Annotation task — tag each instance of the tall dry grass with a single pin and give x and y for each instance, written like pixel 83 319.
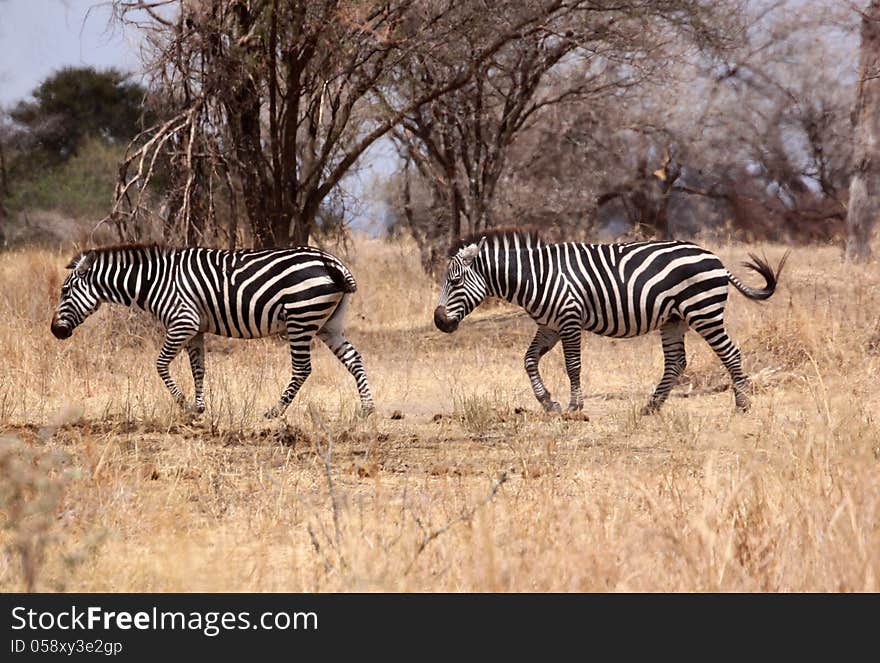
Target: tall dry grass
pixel 473 488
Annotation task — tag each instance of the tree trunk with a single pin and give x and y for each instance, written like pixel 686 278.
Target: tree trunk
pixel 865 183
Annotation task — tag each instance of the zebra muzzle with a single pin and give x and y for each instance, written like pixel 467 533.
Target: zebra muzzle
pixel 60 330
pixel 442 322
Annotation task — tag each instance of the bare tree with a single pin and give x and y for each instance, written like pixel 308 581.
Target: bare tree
pixel 865 183
pixel 276 101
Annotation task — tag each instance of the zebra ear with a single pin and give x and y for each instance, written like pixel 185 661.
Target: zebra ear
pixel 83 264
pixel 471 251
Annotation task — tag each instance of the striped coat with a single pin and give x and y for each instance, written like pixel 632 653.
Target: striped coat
pixel 299 292
pixel 618 290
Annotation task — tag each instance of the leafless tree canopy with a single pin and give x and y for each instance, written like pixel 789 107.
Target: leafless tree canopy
pixel 271 103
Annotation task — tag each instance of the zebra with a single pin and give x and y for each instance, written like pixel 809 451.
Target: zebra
pixel 299 292
pixel 617 290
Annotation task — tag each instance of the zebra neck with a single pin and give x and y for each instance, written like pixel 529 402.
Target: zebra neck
pixel 509 275
pixel 129 276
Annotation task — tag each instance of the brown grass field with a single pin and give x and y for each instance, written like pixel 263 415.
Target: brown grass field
pixel 459 482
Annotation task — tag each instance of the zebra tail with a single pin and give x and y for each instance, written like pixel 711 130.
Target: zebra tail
pixel 762 267
pixel 342 278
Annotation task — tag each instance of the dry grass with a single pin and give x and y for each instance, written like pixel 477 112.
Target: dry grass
pixel 490 495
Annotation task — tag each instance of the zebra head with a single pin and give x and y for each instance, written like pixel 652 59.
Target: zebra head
pixel 462 291
pixel 78 297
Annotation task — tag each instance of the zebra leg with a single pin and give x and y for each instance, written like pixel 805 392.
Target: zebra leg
pixel 571 348
pixel 333 335
pixel 674 362
pixel 541 344
pixel 196 351
pixel 176 337
pixel 300 339
pixel 717 338
pixel 347 354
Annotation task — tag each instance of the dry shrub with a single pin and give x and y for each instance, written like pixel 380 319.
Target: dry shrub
pixel 32 482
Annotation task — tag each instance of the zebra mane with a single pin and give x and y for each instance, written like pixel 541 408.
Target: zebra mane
pixel 136 249
pixel 526 237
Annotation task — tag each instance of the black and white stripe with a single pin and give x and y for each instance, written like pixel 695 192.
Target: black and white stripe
pixel 618 290
pixel 299 292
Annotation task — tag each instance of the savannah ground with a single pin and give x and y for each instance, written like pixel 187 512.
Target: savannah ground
pixel 458 482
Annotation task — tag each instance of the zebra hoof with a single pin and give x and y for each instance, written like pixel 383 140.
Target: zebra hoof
pixel 273 412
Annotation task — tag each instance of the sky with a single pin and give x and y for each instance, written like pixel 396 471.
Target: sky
pixel 38 37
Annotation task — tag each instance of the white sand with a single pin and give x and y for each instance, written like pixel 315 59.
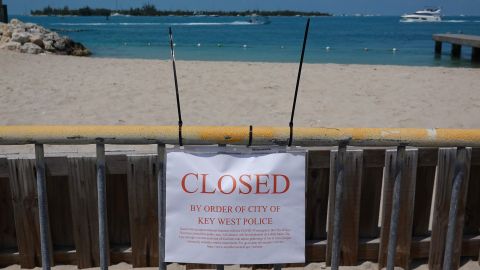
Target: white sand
pixel 466 265
pixel 68 90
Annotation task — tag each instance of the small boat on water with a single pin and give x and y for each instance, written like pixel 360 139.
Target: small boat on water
pixel 255 19
pixel 424 15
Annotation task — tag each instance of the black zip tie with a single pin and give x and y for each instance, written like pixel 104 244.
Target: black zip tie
pixel 180 123
pixel 250 136
pixel 298 81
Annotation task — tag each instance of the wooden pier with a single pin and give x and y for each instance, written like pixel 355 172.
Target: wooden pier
pixel 3 12
pixel 457 41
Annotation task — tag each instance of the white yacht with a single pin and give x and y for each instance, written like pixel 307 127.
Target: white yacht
pixel 425 15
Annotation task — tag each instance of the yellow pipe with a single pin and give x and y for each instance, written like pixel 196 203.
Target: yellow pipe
pixel 10 135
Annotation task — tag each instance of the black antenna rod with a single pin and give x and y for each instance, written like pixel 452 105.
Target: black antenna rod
pixel 298 81
pixel 180 123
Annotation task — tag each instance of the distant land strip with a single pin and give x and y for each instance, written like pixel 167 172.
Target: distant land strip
pixel 151 10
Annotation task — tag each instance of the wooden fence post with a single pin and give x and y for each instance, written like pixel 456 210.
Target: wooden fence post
pixel 83 199
pixel 143 209
pixel 24 197
pixel 351 206
pixel 447 159
pixel 407 197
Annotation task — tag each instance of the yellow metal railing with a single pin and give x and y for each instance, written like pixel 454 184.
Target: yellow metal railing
pixel 10 135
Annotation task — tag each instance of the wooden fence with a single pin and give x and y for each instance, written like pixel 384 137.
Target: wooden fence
pixel 132 208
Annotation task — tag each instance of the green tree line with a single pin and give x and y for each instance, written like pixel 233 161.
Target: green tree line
pixel 151 10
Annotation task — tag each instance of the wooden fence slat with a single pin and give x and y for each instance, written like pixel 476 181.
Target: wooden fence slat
pixel 317 198
pixel 371 193
pixel 472 216
pixel 59 211
pixel 142 198
pixel 445 173
pixel 25 205
pixel 8 239
pixel 351 206
pixel 83 200
pixel 461 210
pixel 117 209
pixel 424 192
pixel 407 200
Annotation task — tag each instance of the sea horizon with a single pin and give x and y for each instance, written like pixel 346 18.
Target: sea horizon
pixel 355 39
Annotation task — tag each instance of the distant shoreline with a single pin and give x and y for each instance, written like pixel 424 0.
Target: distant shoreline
pixel 151 10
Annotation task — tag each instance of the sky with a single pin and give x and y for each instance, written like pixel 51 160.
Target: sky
pixel 382 7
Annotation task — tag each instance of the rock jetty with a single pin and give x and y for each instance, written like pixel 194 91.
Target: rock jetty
pixel 34 39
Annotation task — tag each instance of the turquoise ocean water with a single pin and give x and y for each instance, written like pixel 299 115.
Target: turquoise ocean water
pixel 234 39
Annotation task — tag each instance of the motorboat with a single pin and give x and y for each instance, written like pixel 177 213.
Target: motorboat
pixel 424 15
pixel 255 19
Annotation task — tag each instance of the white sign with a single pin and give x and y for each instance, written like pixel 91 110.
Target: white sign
pixel 235 207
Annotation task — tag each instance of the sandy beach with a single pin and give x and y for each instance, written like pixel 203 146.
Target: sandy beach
pixel 68 91
pixel 62 90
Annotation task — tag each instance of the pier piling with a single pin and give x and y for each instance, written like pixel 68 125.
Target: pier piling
pixel 438 47
pixel 3 12
pixel 457 41
pixel 456 50
pixel 475 54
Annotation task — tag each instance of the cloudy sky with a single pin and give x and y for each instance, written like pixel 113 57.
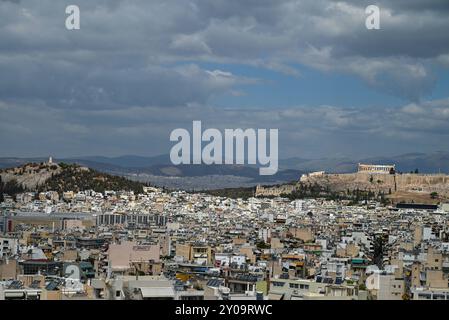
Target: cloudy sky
pixel 138 69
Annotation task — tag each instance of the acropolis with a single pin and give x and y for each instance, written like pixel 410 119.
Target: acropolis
pixel 375 168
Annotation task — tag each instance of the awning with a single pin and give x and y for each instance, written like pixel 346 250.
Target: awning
pixel 164 292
^^^^^^^^
[Directions for this task]: Format the material above as a JSON list of strings, from its first line up to and including the line with "pixel 129 276", with one string per line. Skip blank lines and leave the pictures out.

[Solved exercise]:
[
  "Annotation task — tag each instance of the tall dry grass with a single pin and give x and y for each instance, written like pixel 83 319.",
  "Target: tall dry grass",
  "pixel 473 488",
  "Annotation task — tag each instance of the tree trunk with a single pin and give x and y for each instance, written like pixel 686 278.",
  "Target: tree trunk",
  "pixel 865 183",
  "Annotation task — tag each instance of the zebra muzzle with a single pin and give x and y for each instance, written like pixel 467 533.",
  "Target: zebra muzzle",
  "pixel 60 330",
  "pixel 442 322",
  "Annotation task — tag each instance of the bare tree with a single pin and give x and y for each instance, written like pixel 308 581.",
  "Target: bare tree",
  "pixel 865 183",
  "pixel 276 101",
  "Annotation task — tag each instance of the zebra ear with a single pin and give x and y for each instance, written like pixel 185 661.",
  "Target: zebra ear",
  "pixel 83 264",
  "pixel 471 251",
  "Annotation task — tag each instance of the striped coat with a single pin and give x and y for each instance, written like pixel 632 653.",
  "Target: striped coat",
  "pixel 299 292",
  "pixel 618 290",
  "Annotation task — tag each instance of the leafless tree canopy with a single pin and give x and y for each instance, written like pixel 789 107.",
  "Target: leafless tree canopy",
  "pixel 271 103",
  "Annotation task — tag each instance of the zebra with a single pin and give x and y for each instance, written like pixel 809 451.",
  "Target: zebra",
  "pixel 299 292",
  "pixel 617 290",
  "Annotation task — tag each instance of the zebra neck with a single pin and give x and y for each instance, written like pixel 529 402.",
  "Target: zebra neck",
  "pixel 509 275",
  "pixel 129 276"
]